#### Written exercise 1
Print the passage about Azure IoT Edge word for word, from "Or at least" to "Mozilla's Rust language.".

Open-source service sticks containers in internet of stuffs

After years of urging its customers to move their compute onto its Azure cloud, Microsoft is trying to push them out.

Or at least nudge them to move some of their work out of data centers to edge devices that can offer better response times.

To do this, Redmond has made Azure IoT Edge available to all Azure Cloud customers, and a bunch of open-source code available to all, here. We note that Azure's IoT Edge Security Daemon is written in Mozilla's Rust language.

<pAnnounced at last year's Build conference as a trial program, Azure IoT Edge will, as its name implies, allow companies to put some of their Azure cloud operations on their embedded devices or network-edge appliances.

The idea, says Microsoft, is to allow those devices to gather and report more data (things like hardware failures or activity logs) and allow them to perform operations that would take longer if they had to be done through a cloud data center. It will also allow Azure Stack on-prem customers to keep data from their connected appliances off the public internet.

#### Dataset entries
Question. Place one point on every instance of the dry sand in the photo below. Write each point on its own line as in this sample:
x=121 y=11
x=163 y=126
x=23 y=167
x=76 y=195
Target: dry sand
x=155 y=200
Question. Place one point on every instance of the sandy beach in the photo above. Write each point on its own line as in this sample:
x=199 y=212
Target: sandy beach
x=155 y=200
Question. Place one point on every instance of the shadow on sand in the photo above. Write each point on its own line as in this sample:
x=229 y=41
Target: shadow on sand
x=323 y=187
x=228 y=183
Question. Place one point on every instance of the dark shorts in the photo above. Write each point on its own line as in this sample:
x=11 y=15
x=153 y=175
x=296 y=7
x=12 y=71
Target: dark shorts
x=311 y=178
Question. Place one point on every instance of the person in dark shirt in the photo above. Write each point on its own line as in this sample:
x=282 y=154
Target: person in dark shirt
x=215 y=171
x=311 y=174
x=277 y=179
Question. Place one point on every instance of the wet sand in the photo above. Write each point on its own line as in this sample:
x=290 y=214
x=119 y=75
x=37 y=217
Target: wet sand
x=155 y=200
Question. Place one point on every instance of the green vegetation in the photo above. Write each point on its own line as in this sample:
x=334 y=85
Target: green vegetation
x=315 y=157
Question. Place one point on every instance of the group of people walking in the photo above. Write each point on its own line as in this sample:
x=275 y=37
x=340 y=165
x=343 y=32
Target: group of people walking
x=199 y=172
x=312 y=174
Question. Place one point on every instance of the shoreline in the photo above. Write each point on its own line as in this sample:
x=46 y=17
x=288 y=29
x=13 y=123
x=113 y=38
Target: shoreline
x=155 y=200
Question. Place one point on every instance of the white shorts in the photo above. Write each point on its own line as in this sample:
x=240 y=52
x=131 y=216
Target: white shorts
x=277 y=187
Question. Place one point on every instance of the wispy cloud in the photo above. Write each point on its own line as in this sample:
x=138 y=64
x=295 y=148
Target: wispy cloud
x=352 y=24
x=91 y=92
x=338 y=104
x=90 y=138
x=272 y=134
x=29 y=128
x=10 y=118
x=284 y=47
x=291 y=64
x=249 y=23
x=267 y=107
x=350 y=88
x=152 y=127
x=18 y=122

#### Written exercise 2
Output the lines of the listing above, from the line with "Question. Place one point on every instance of the person" to the line with "x=277 y=179", inclusive and unchanged.

#### Task answer 1
Or at least nudge them to move some of their work out of data centers to edge devices that can offer better response times.

To do this, Redmond has made Azure IoT Edge available to all Azure Cloud customers, and a bunch of open-source code available to all, here. We note that Azure's IoT Edge Security Daemon is written in Mozilla's Rust language.

#### Task answer 2
Question. Place one point on every instance of the person in dark shirt in the photo above. Write each point on its own line as in this sample:
x=282 y=154
Target: person in dark shirt
x=215 y=171
x=311 y=174
x=277 y=179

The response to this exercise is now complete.